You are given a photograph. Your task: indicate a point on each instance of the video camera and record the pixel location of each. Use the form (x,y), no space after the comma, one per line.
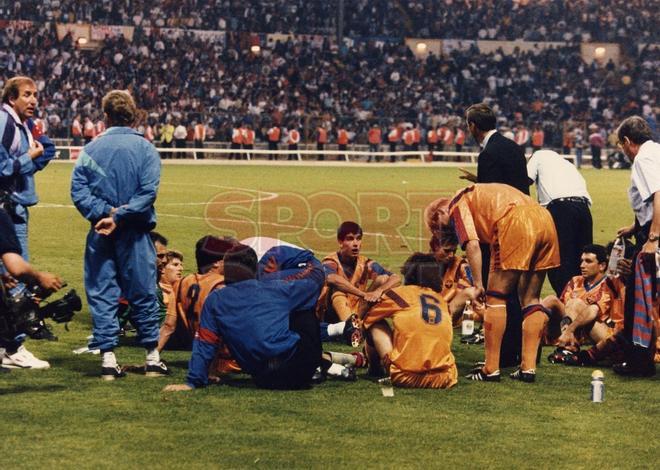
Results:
(23,312)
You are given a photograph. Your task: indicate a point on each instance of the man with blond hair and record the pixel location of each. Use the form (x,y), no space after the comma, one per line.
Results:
(114,186)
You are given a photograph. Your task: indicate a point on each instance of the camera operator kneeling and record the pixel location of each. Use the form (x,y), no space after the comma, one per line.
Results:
(15,355)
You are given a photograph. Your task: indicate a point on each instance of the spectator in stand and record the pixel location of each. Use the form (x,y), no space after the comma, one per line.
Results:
(408,140)
(167,137)
(526,20)
(236,141)
(559,78)
(459,140)
(374,138)
(431,141)
(538,138)
(393,139)
(273,140)
(342,139)
(321,140)
(89,130)
(293,139)
(447,137)
(199,138)
(522,136)
(180,135)
(596,142)
(248,138)
(567,141)
(578,139)
(417,137)
(99,128)
(76,130)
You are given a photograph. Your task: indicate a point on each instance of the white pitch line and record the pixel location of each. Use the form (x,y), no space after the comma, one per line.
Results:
(276,224)
(270,196)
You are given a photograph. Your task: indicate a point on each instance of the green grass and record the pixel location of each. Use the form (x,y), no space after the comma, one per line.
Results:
(68,417)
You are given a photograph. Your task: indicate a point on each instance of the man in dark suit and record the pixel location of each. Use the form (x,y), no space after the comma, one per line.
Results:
(501,160)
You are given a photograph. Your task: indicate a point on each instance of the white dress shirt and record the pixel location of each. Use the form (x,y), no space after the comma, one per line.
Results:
(645,181)
(555,177)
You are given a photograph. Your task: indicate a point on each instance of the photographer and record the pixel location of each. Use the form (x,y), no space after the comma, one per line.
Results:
(15,355)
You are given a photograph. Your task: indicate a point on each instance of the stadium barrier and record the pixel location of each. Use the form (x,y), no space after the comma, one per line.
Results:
(260,155)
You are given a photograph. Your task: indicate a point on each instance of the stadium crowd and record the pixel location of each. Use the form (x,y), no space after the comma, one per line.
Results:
(609,20)
(186,80)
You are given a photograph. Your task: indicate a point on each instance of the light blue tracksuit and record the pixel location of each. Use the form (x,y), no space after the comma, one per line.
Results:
(119,169)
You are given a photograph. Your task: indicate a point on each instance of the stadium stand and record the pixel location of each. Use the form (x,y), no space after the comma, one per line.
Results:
(220,81)
(535,20)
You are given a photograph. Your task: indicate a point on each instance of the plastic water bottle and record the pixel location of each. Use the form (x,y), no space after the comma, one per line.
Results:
(616,254)
(597,387)
(467,325)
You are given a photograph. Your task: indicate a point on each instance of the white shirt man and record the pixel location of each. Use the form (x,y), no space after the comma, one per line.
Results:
(563,191)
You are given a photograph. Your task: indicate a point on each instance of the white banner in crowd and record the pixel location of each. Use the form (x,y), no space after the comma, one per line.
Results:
(99,32)
(77,30)
(15,24)
(175,33)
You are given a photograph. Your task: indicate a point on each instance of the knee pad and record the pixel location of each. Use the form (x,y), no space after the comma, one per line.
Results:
(496,299)
(527,311)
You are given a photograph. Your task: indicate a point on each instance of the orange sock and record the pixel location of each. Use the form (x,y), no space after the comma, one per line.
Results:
(533,326)
(494,326)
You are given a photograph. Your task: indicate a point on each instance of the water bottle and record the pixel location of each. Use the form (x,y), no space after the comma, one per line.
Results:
(616,254)
(467,325)
(597,387)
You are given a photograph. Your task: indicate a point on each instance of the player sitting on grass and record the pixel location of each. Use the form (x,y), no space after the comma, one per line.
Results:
(272,331)
(584,310)
(352,277)
(456,278)
(267,250)
(416,350)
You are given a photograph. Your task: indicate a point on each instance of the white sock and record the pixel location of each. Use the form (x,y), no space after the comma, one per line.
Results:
(342,358)
(153,356)
(108,359)
(335,370)
(336,329)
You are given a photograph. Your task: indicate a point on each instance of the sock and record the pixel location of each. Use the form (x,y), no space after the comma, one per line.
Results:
(494,326)
(343,359)
(153,356)
(335,370)
(533,326)
(336,329)
(108,359)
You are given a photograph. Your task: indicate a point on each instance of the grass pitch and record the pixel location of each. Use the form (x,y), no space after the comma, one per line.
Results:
(68,417)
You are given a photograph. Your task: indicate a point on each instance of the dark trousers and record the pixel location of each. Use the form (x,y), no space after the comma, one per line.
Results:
(595,157)
(512,340)
(272,146)
(392,150)
(297,371)
(575,230)
(247,147)
(180,144)
(235,146)
(292,148)
(199,144)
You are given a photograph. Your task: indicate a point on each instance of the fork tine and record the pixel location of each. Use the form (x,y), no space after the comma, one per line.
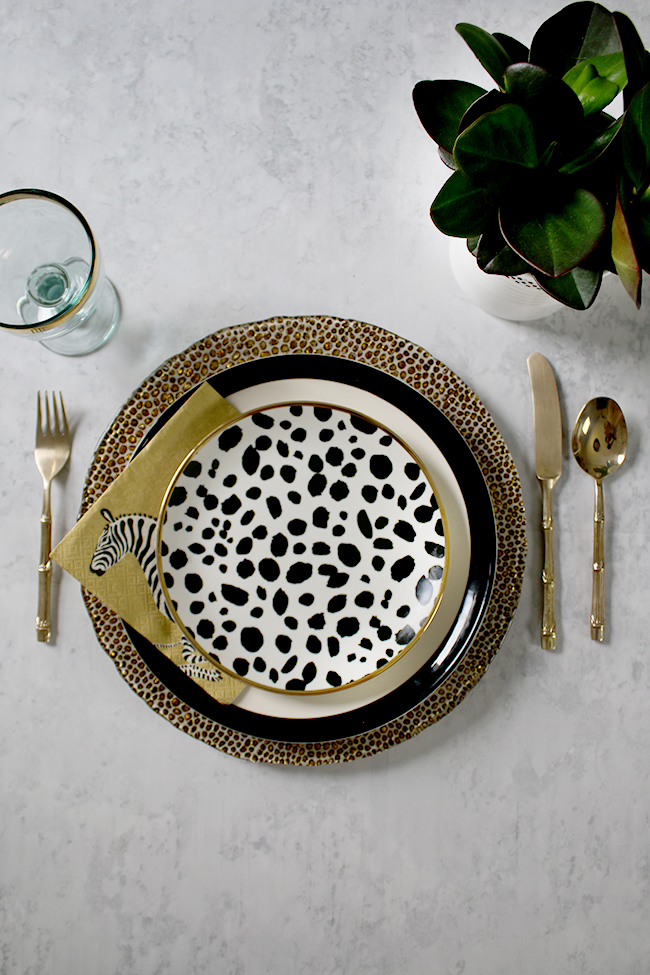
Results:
(64,419)
(55,411)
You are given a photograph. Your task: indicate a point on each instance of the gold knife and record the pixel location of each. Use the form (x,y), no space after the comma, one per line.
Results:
(548,467)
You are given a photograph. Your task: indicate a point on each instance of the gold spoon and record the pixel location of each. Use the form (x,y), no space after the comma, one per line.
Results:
(599,443)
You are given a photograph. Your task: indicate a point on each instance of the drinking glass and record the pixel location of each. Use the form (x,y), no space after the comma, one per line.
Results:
(52,282)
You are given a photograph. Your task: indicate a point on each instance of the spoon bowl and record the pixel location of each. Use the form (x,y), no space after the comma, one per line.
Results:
(599,445)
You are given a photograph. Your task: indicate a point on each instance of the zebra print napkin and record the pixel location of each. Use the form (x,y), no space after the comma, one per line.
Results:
(111,549)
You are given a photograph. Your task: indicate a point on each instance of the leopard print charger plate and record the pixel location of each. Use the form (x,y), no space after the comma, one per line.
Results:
(341,735)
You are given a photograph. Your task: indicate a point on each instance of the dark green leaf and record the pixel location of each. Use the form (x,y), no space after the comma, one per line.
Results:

What is asked: What do the lines above say from the line containing "of the fork" through the last line? Quote them exactly, both ends included, and leave out the pictures.

Response to the exercise:
You are given a photograph. Your task: indicate a point on each instance of the fork tine and record the pixel location of each. Use the form (x,y), no space after the comma, one per line.
Results:
(64,419)
(55,411)
You are given a photograph. Your task: indicate a point on each instance of the gold knife and record the pixel location of each. Use the form (x,y), no space after the comma, one per line.
Results:
(548,467)
You are given a photograph. Your task: indicate a point on each instance of the gold spoon and record the pixel location of each. Use the form (x,y), no space after the comma, one per line.
Results:
(599,443)
You are given a photograph. Your task: indicate a point on each instance of the drinking glass and record the pixel location of each. Use the form (x,y), no space after the comma, one per line.
Results:
(52,282)
You are given a photograph. Your task: indicate a point on each instance of the spoon bowl and record the pixel location of each. Use the form (x,y), no space after the comma, one per line.
Results:
(599,445)
You are given a photograph. Your task: indicate a point on each instance of the zebra print napkin and record the pixel location of each. Use the form (x,y), no space after the comma, one per line.
Results:
(111,549)
You are given a photograph. Your task: indicate a point on each instance of the leopard print charger plate and record the pixel location of each. Use the form (x,y), no space after the comma, one per line.
Results:
(341,735)
You are given a photograph. Your task: indicate a point on each instance of the dark green leaf and record the pixel location of each. Use the form (x,y), no space after the comma, one per line.
Results:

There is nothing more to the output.